Kutipan Teks:
-- -- --

![]() |
Guru Abal-Abal: Pseudo-Teacher by ziyad.web.id |
Pada tahun 2004 berbondong-bondonglah para ulama, para artis bahkan
sekarang sudah mulai nge-trend para pengusaha untuk memasuki ruang
politik. Maka sekarang bukan hanya peta perpolitikan saja yang dijadikan “Abal-abalan”
tempat campur aduknya manusia. Tapi sudah merambah ke dunia yang dipandang
sebagai penjaga moralitas bangsa, Guru. Dunia pendidikan. Ya, coba bayangkan
bagaimana jadinya jika seorang guru yang menjadi ‘Abal-abal’?
Maksudnya? Tidak jarang profesi guru hanya dipandang sebagai tempat
mencari penghidupan semata. Asal punya ijazah strata satu sudah rasanya pantas
mengajari tanpa mau belajar, menjudge tanpa mempertimbangkan psikologi anak,
menyamaratakan semua murid, merasa benar tanpa memandang perbedaan, Mengajar
hanya sekedar memenuhi jam, tanpa makna dan hati yang hadir dalam mengajar,
tidak ada jiwa yang terpaut. dll.

-- -- --

Data Tersimpan:
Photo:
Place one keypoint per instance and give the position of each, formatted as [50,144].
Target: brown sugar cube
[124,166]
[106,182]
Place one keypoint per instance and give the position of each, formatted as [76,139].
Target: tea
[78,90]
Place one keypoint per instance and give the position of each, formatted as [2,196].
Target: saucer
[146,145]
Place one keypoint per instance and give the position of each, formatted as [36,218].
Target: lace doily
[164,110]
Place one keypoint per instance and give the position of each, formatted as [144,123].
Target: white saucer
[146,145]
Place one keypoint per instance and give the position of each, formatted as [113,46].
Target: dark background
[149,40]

-- -- --

Petunjuk Pengerjaan:
• a. Jawab pertanyaan berikut berdasarkan kutipan teks.
(i) Pada tahun berapa para ulama dan para artis berbondong-bondong memasuki ruang politik?
(ii) Dunia apa yang disebut dipandang sebagai penjaga moralitas bangsa?
(iii) Ijazah apa yang dianggap sudah cukup agar seseorang merasa pantas mengajari?
• b. Tuliskan kembali dengan tepat bagian kutipan teks yang dibuka dengan kata-kata "tempat campur aduknya" dan ditutup dengan "yang menjadi ‘Abal-abal’?".
• c. Tentukan apakah setiap pernyataan berikut sesuai dengan kutipan teks. Jawab ya atau tidak, lalu kutip persis kata-kata dari kutipan teks yang menentukan jawaban itu.
(i) Para pengusaha kini mulai nge-trend memasuki ruang politik.
(ii) Profesi guru selalu dipandang sebagai panggilan jiwa.
(iii) Menyamaratakan semua murid disebut dalam kutipan teks.

Kunci Jawaban:
• a.
(i) Tahun 2004.
(ii) Guru, yaitu dunia pendidikan.
(iii) Ijazah strata satu.

• b.
tempat campur aduknya manusia. Tapi sudah merambah ke dunia yang dipandang
sebagai penjaga moralitas bangsa, Guru. Dunia pendidikan. Ya, coba bayangkan
bagaimana jadinya jika seorang guru yang menjadi ‘Abal-abal’?

• c.
(i) Ya: "sekarang sudah mulai nge-trend para pengusaha untuk memasuki ruang politik"
(ii) Tidak: "Tidak jarang profesi guru hanya dipandang sebagai tempat mencari penghidupan semata"
(iii) Ya: "menyamaratakan semua murid"